This long-running games convention started off as a Diplomacy
gathering. These days it's a blend of board-gaming and roleplaying.
With images;
cc-by-sa on
everything.
Friday
I had a pretty easy trip up by train; it took about as long as driving
usually does, cost vastly more, but at least meant I didn't get caught
in the huge crushes on the M6 and M62 that seemed to affect many
people. And I could read.
Most of Friday afternoon and evening were spent chatting, but I did
get into a late game of Firefly. I turned up just as
ship selection was being completed, persuaded the owner that I did
know the rules and wouldn't slow things down too badly, and took a
standard Firefly over the Artful Dodger. The story card, picked
randomly after we'd selected ships, was Jailbreak.
We all had some fairly poor luck all through this game; mostly nothing
really terrible, but lots of Cruiser and Cutter contacts and some
fairly poor die rolling. Also, nobody got much in the way of good
crew. Here I (yellow) have just been Cruisered. Though they never
spotted the concealed Simon Tam, whom I'd picked up on the first turn.
On the other hand bringing the Cruiser down on the outlaw Interceptor
just had to be done. And I got paid five hundred credits.
And, fair enough, it hit me just before I was going to pick up the
bounty on… Simon Tam, who'd just jumped ship (thanks to a Misbehave
card). But instead I got stopped one space short of picking him up at
Persephone, and the bounties got reshuffled. Bah humbug. (As last
time, nobody actually collected a bounty in this game.)
------------------------------------
What is asked
(a) Answer these questions from the convention report, one per line:
(i) How did the writer travel to the convention?
(ii) Which ship did the writer take in the game of Firefly?
(iii) How many credits did the writer get paid?
(b) Count the lines of the listing that contain the string "background" and give only that number.

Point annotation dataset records
------------------------------------
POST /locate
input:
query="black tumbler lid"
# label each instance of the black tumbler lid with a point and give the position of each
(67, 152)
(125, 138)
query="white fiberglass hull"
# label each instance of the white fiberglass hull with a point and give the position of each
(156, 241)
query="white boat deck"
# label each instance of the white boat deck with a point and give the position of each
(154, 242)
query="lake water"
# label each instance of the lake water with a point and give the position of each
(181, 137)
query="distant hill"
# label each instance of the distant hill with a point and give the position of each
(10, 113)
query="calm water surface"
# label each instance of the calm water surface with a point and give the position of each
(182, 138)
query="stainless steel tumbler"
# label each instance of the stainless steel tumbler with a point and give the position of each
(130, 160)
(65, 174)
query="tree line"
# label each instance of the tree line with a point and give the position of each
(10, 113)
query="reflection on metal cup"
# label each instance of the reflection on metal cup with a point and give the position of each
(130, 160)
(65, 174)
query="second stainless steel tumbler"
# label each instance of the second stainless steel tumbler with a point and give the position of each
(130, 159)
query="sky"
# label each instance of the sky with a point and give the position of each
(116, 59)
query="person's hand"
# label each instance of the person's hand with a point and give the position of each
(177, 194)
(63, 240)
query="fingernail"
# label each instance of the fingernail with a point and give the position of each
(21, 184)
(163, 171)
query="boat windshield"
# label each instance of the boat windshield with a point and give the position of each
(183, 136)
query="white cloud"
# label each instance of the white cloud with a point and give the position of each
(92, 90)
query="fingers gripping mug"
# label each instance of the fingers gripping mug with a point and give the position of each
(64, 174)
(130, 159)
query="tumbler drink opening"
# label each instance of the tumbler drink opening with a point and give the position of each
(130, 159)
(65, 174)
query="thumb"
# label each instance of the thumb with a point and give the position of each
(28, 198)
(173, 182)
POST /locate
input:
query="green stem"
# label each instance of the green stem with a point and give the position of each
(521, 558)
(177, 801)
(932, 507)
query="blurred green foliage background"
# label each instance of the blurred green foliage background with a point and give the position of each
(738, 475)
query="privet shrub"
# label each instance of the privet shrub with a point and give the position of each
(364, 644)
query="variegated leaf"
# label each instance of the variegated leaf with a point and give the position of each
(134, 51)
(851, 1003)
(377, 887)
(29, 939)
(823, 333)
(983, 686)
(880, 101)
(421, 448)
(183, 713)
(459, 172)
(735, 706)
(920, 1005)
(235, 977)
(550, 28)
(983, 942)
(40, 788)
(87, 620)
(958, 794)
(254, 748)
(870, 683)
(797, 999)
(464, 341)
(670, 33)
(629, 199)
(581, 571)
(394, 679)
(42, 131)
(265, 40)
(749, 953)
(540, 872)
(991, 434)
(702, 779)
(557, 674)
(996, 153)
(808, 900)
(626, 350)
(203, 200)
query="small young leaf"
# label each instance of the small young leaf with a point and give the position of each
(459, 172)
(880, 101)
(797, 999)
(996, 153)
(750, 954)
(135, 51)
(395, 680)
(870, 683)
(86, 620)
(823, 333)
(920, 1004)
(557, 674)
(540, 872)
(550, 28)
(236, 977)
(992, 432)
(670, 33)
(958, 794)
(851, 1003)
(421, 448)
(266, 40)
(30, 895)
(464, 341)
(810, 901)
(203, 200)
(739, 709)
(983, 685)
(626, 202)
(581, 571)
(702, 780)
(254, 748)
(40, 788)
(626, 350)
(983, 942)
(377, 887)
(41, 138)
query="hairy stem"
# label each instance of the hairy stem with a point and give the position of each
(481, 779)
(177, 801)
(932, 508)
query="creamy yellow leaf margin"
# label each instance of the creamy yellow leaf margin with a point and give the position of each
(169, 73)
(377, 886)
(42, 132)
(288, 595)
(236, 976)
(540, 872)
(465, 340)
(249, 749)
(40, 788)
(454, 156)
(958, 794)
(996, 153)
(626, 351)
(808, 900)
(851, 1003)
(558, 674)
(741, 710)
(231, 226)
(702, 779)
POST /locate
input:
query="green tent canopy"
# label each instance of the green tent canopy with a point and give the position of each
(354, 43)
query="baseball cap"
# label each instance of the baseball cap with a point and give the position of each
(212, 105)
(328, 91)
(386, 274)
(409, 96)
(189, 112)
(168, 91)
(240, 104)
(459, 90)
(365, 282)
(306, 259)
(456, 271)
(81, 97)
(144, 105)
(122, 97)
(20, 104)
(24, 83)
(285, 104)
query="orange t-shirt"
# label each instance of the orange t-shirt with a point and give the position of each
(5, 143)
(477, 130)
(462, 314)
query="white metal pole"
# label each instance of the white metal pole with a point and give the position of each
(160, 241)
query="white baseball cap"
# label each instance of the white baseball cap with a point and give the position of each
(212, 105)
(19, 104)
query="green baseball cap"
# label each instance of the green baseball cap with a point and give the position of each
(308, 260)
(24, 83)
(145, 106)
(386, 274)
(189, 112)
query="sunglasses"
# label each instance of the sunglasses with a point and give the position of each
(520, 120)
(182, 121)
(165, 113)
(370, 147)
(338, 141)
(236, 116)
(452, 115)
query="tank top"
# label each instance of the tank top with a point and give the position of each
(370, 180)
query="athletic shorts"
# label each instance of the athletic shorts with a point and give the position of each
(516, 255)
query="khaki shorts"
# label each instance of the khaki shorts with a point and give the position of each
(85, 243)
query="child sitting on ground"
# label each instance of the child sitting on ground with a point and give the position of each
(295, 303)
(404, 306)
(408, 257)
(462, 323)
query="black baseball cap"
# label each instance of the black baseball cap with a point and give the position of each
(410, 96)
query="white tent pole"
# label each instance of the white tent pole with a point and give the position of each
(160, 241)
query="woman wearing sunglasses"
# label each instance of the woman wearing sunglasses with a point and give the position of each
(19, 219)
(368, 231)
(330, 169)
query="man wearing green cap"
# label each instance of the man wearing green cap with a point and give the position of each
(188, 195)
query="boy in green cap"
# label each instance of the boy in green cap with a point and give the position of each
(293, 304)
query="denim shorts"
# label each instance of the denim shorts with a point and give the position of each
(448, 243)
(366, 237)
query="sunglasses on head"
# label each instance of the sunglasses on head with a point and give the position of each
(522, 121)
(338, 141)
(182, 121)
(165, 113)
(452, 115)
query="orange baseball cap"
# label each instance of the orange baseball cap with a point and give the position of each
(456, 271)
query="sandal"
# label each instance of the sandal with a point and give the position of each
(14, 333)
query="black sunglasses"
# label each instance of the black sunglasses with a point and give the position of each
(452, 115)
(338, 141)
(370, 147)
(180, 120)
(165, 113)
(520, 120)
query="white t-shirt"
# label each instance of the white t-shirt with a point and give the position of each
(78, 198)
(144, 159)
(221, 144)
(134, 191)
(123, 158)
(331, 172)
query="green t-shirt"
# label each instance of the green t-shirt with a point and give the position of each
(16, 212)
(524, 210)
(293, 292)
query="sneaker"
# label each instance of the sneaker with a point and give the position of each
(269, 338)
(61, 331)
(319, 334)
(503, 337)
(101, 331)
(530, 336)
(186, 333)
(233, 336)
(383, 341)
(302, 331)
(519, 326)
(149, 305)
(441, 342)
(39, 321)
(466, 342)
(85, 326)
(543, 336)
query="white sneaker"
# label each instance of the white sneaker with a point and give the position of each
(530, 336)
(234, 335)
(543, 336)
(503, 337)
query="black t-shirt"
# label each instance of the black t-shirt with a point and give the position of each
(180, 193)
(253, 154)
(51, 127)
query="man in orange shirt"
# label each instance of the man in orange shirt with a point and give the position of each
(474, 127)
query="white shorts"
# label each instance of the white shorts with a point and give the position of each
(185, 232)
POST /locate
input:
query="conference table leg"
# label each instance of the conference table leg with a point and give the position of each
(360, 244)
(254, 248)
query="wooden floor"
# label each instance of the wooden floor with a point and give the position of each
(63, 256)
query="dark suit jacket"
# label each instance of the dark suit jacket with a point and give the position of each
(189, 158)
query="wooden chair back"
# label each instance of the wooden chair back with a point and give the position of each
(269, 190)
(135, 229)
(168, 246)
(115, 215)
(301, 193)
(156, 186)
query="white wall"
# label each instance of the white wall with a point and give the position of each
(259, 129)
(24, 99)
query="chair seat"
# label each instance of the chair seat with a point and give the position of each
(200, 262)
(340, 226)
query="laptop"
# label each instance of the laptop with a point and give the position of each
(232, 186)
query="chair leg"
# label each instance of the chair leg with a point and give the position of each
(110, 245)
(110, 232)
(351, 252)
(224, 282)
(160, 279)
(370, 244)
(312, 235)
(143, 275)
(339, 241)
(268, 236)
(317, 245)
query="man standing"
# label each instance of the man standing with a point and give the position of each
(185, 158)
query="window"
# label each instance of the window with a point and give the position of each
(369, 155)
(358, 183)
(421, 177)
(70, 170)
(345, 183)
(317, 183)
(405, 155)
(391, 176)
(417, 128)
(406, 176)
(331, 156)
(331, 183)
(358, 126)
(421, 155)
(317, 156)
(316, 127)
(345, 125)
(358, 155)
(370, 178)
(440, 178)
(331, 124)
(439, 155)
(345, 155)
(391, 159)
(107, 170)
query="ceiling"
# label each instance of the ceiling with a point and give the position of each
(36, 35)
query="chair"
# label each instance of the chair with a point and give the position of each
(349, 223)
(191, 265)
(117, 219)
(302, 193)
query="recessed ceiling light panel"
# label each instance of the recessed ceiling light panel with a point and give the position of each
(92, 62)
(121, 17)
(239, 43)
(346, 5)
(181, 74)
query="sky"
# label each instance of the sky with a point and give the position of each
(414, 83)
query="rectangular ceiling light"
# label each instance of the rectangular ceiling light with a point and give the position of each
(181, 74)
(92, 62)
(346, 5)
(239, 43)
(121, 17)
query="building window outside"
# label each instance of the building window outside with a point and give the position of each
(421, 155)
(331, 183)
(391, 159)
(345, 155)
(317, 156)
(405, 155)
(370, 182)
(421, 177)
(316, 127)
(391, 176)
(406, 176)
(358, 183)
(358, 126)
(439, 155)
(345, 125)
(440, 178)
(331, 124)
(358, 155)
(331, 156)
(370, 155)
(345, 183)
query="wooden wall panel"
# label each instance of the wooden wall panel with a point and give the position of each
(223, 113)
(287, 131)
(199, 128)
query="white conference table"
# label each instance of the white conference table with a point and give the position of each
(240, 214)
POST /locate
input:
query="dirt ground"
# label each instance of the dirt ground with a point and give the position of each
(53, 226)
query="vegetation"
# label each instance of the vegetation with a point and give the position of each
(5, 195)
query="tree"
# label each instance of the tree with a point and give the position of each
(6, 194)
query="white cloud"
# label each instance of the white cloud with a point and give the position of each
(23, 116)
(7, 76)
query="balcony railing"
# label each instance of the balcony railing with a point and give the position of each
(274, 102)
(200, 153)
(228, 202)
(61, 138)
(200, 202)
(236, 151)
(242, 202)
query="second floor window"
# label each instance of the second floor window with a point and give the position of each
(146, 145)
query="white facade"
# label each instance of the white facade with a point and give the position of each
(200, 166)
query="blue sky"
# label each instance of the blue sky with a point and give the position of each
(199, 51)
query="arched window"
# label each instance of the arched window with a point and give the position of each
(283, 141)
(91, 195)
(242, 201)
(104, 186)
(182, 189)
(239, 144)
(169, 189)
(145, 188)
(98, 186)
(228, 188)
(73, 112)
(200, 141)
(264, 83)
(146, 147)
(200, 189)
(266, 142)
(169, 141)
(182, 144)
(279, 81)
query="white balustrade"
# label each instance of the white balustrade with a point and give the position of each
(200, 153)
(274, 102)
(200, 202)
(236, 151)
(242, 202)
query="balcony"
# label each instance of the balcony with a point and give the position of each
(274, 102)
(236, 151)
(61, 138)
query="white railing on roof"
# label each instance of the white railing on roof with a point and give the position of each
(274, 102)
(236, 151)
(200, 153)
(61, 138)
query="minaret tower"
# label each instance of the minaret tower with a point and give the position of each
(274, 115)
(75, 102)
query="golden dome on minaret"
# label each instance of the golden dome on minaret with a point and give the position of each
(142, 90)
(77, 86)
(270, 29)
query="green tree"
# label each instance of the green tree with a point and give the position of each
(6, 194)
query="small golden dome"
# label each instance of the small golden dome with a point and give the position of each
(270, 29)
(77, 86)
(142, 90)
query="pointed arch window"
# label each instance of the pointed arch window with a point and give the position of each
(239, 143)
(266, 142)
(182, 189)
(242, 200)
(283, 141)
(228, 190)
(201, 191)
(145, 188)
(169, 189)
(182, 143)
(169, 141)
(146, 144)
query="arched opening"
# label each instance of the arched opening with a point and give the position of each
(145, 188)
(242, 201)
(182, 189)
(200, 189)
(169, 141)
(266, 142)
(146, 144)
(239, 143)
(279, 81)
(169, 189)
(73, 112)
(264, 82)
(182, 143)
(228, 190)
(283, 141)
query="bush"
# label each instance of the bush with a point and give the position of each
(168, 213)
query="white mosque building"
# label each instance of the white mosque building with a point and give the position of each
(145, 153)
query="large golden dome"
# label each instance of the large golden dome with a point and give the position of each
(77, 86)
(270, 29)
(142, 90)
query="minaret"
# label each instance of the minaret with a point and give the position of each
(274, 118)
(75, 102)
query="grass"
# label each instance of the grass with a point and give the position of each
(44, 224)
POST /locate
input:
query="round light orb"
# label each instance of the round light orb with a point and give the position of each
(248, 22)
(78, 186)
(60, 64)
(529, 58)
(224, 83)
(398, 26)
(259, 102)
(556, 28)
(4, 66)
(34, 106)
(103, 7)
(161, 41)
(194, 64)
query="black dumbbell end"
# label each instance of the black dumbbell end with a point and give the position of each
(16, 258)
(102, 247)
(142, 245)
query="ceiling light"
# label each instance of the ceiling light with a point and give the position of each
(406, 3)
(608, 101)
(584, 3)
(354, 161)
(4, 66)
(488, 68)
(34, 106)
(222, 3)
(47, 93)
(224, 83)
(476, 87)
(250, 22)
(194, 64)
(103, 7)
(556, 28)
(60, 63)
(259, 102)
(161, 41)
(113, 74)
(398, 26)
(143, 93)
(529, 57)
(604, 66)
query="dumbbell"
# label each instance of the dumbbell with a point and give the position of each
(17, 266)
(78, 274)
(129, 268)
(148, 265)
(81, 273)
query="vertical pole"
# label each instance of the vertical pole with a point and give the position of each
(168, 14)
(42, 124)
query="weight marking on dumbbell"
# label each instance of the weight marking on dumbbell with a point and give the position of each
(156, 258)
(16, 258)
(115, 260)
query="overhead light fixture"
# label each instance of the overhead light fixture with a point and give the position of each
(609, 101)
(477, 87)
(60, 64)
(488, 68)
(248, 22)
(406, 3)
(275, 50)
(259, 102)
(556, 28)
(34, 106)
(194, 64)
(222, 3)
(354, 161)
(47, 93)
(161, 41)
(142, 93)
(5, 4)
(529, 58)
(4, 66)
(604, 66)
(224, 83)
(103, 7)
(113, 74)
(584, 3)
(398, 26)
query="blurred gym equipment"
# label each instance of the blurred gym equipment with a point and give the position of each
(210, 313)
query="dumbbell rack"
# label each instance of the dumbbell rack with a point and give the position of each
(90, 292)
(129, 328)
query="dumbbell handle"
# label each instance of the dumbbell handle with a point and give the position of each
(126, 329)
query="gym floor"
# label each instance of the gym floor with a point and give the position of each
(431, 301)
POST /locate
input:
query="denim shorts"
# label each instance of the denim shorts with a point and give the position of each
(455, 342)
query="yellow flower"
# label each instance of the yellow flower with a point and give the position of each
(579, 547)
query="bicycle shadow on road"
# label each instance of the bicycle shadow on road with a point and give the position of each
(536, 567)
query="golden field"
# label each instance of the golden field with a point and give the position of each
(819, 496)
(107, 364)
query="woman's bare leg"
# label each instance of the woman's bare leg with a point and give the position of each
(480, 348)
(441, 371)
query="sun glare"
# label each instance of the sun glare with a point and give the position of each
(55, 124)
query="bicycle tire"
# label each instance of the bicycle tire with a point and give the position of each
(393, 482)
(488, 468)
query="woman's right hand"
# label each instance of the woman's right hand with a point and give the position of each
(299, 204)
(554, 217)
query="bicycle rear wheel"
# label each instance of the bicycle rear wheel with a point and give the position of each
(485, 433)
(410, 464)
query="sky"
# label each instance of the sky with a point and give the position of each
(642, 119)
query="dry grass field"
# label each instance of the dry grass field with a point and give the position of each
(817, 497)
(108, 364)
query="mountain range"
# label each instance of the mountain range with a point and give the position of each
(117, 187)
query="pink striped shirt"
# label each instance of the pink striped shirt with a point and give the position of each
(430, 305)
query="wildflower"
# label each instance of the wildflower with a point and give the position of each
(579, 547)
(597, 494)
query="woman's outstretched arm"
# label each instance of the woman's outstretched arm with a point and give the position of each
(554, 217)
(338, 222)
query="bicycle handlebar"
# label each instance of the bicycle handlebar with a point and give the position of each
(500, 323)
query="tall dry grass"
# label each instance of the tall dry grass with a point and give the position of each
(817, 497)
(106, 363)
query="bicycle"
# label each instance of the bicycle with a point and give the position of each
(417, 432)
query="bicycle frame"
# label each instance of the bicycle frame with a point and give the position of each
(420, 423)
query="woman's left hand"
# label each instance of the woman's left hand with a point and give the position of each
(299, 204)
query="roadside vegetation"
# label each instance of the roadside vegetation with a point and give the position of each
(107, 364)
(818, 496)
------------------------------------
Completed exercise
(a)
(i) By train.
(ii) A standard Firefly.
(iii) Five hundred.

(b) 2